** begin TEXT SHOWN **
This vignette describes how to build your own factor analysis functions for use in vicar’s primary functions vruv4, ruv3, mouthwash, backwash, and ruvb. These methods are described in detail in Gerard and Stephens (2020) and Gerard and Stephens (2021).

fa_func in vruv4, ruv3, mouthwash, and backwash

A factor analysis is a list of three point estimates {\(\alpha\), \(Z\), \(\Sigma\)} from the following model \[ Y = Z\alpha^T + E, \] where \(Y\) is \(n\) by \(p\), \(Z\) is \(n\) by \(r\), \(\alpha\) is \(p\) by \(r\), and \(E\) contains independent Gaussian errors with \(p\) by \(p\) diagonal column covariance matrix \(\Sigma\). The user-specified function fa_func is assumed to return estimates from this model.

fa_func should take as input the following elements

  1. Y: A matrix of numerics. For the rest of this vignette, we say that Y has \(n\) rows and \(p\) columns.
  2. r: The rank of the factor analysis.
  3. Additional arguments passed to fa_func in fa_args.

fa_func should output a list with the following elements

  1. alpha: A \(p\) by r matrix. The estimated factors.
  2. Z: An \(n\) by r matrix. The estimated loadings.
  3. sig_diag: A \(p\)-length numeric vector with non-negative entries. The estimated column-wise variances.
  4. Any additional output the user desires. However, this output will not be used in any confounder adjustment functions.

Note that alpha and Z should still be matrices even when \(r\) is 1.
** end TEXT SHOWN **
** begin EXTRACTED ENTRIES **
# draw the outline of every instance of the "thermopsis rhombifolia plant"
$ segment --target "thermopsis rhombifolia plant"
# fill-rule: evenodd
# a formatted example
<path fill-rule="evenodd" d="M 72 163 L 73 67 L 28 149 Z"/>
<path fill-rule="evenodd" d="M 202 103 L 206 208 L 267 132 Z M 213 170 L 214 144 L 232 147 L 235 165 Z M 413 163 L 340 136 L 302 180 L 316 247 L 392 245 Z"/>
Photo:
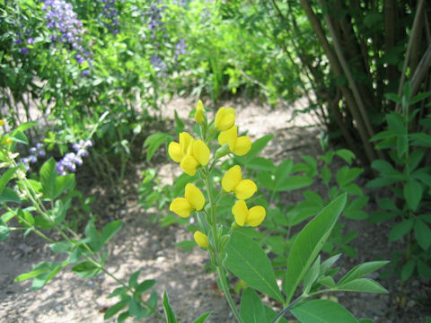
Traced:
<path fill-rule="evenodd" d="M 283 316 L 290 311 L 303 323 L 316 322 L 316 318 L 334 323 L 358 322 L 339 303 L 313 297 L 337 291 L 387 292 L 378 283 L 365 277 L 387 261 L 358 265 L 336 283 L 333 276 L 338 268 L 332 266 L 340 255 L 324 261 L 321 259 L 320 251 L 344 209 L 347 193 L 335 196 L 296 235 L 281 268 L 285 274 L 280 290 L 276 268 L 262 247 L 251 238 L 247 228 L 259 227 L 265 221 L 265 207 L 250 202 L 258 186 L 251 179 L 242 178 L 239 165 L 232 166 L 221 179 L 215 171 L 222 159 L 246 155 L 252 146 L 251 140 L 246 135 L 238 135 L 233 108 L 220 108 L 215 118 L 208 121 L 199 100 L 195 120 L 198 125 L 195 135 L 198 138 L 181 132 L 179 141 L 172 142 L 168 147 L 170 157 L 190 176 L 189 181 L 184 184 L 183 195 L 172 201 L 170 210 L 182 218 L 192 214 L 196 217 L 195 241 L 208 252 L 211 265 L 218 275 L 218 286 L 237 321 L 286 322 Z M 215 144 L 216 139 L 218 144 Z M 226 195 L 235 197 L 230 226 L 224 224 L 225 222 L 218 213 L 220 200 Z M 228 273 L 248 286 L 242 292 L 239 309 L 230 292 Z M 257 291 L 276 301 L 283 310 L 277 313 L 264 304 Z M 309 300 L 312 297 L 313 299 Z M 176 322 L 166 293 L 163 307 L 167 321 Z M 208 315 L 204 314 L 197 321 L 205 321 Z"/>

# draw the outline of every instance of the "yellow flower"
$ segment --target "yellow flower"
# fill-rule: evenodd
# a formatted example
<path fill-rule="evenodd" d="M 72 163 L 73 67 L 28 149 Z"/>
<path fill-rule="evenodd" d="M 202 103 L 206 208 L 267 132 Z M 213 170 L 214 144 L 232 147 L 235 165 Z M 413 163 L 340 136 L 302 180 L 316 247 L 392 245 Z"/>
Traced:
<path fill-rule="evenodd" d="M 235 123 L 235 110 L 233 108 L 222 107 L 216 114 L 214 125 L 219 131 L 224 131 L 231 128 Z"/>
<path fill-rule="evenodd" d="M 169 206 L 169 209 L 180 215 L 187 218 L 192 211 L 200 211 L 204 207 L 205 197 L 202 192 L 193 184 L 186 185 L 184 197 L 175 198 Z"/>
<path fill-rule="evenodd" d="M 240 226 L 250 225 L 256 227 L 265 219 L 266 211 L 263 206 L 253 206 L 250 210 L 243 200 L 236 201 L 232 207 L 235 222 Z"/>
<path fill-rule="evenodd" d="M 244 200 L 250 198 L 258 190 L 251 179 L 242 179 L 241 167 L 235 165 L 226 171 L 222 179 L 222 188 L 226 192 L 233 192 L 236 198 Z"/>
<path fill-rule="evenodd" d="M 180 167 L 189 175 L 196 174 L 200 165 L 207 165 L 209 148 L 202 140 L 195 140 L 186 132 L 180 134 L 180 143 L 169 144 L 168 153 L 171 158 L 180 162 Z"/>
<path fill-rule="evenodd" d="M 208 237 L 207 237 L 206 234 L 198 231 L 193 234 L 193 237 L 195 238 L 195 241 L 198 246 L 208 248 Z"/>
<path fill-rule="evenodd" d="M 247 135 L 238 138 L 238 127 L 233 126 L 230 129 L 222 131 L 218 135 L 221 145 L 229 144 L 229 150 L 238 156 L 243 156 L 251 148 L 251 140 Z"/>
<path fill-rule="evenodd" d="M 198 100 L 198 104 L 196 105 L 196 112 L 195 112 L 195 120 L 199 125 L 202 125 L 205 119 L 205 112 L 204 112 L 204 103 L 202 100 Z"/>

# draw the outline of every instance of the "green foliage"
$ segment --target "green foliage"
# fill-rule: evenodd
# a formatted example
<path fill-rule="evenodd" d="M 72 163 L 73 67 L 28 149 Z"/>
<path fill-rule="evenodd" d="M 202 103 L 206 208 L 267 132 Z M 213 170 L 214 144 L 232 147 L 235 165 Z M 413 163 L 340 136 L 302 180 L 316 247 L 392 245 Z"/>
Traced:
** end EXTRACTED ENTRIES **
**PROBLEMS:**
[A] Which primary vicar functions does the opening sentence of the factor analysis vignette name?
[B] Reproduce the passage of the factor analysis vignette that opens with the words containing "2. r: The rank" and closes with "when \(r\) is 1.".

**THE ANSWERS:**
[A] vruv4, ruv3, mouthwash, backwash, ruvb

[B]
2. r: The rank of the factor analysis.
  3. Additional arguments passed to fa_func in fa_args.

fa_func should output a list with the following elements

  1. alpha: A \(p\) by r matrix. The estimated factors.
  2. Z: An \(n\) by r matrix. The estimated loadings.
  3. sig_diag: A \(p\)-length numeric vector with non-negative entries. The estimated column-wise variances.
  4. Any additional output the user desires. However, this output will not be used in any confounder adjustment functions.

Note that alpha and Z should still be matrices even when \(r\) is 1.